Work to complete:
Retype the material word for word, starting at the line that contains "indicate the jacket" and stopping after the last line of the material. Leave the pictures out of your answer.

Available data:
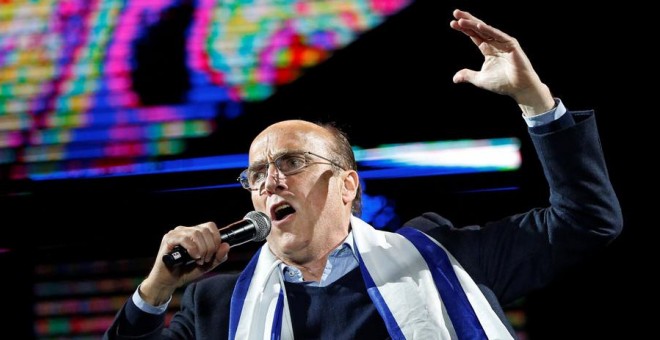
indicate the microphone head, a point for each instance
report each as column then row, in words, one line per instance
column 261, row 223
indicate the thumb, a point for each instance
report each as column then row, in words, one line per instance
column 464, row 76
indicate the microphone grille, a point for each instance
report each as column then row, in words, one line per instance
column 262, row 224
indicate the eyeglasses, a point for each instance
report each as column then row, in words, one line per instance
column 287, row 164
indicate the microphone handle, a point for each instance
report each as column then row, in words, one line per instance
column 177, row 257
column 235, row 236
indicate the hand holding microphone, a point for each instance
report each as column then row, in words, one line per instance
column 255, row 226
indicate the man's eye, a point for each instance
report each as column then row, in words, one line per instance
column 256, row 176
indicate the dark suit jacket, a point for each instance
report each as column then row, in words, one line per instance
column 506, row 258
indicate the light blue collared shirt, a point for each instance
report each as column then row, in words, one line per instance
column 340, row 261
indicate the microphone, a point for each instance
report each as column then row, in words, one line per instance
column 255, row 226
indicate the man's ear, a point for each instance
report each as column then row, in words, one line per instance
column 351, row 184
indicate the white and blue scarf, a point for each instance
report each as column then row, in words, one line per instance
column 418, row 288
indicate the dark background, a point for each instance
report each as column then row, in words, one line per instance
column 394, row 85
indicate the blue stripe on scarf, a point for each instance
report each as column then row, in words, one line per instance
column 463, row 318
column 276, row 330
column 239, row 294
column 391, row 324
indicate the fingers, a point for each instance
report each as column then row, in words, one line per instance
column 476, row 28
column 464, row 76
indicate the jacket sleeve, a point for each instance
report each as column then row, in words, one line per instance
column 523, row 252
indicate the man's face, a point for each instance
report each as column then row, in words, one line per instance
column 307, row 208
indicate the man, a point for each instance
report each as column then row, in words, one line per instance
column 325, row 273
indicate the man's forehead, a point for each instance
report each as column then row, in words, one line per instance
column 276, row 141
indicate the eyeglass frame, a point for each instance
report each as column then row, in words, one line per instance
column 243, row 178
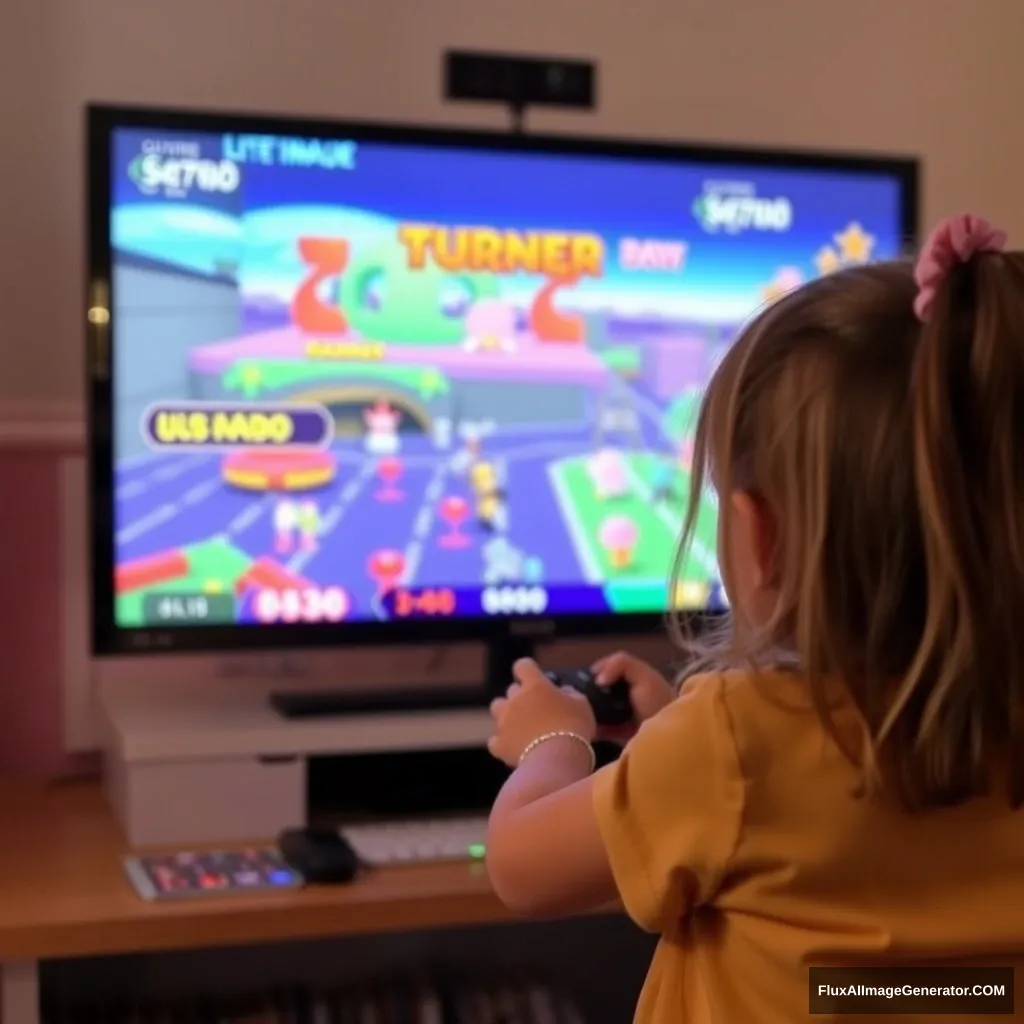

Result for this exercise:
indicate the jacket sleeve, a point for each instance
report each as column then row, in words, one line per instance
column 523, row 252
indicate the man's face, a point for each instance
report each as column then row, in words, one line per instance
column 307, row 208
indicate the man, a point for each instance
report each as column then row, in words, one line per instance
column 325, row 273
indicate the man's forehead, a point for each instance
report each as column then row, in words, one line per instance
column 276, row 141
indicate the eyeglass frame, a point for each instance
report each as column then row, in words, one line per instance
column 243, row 178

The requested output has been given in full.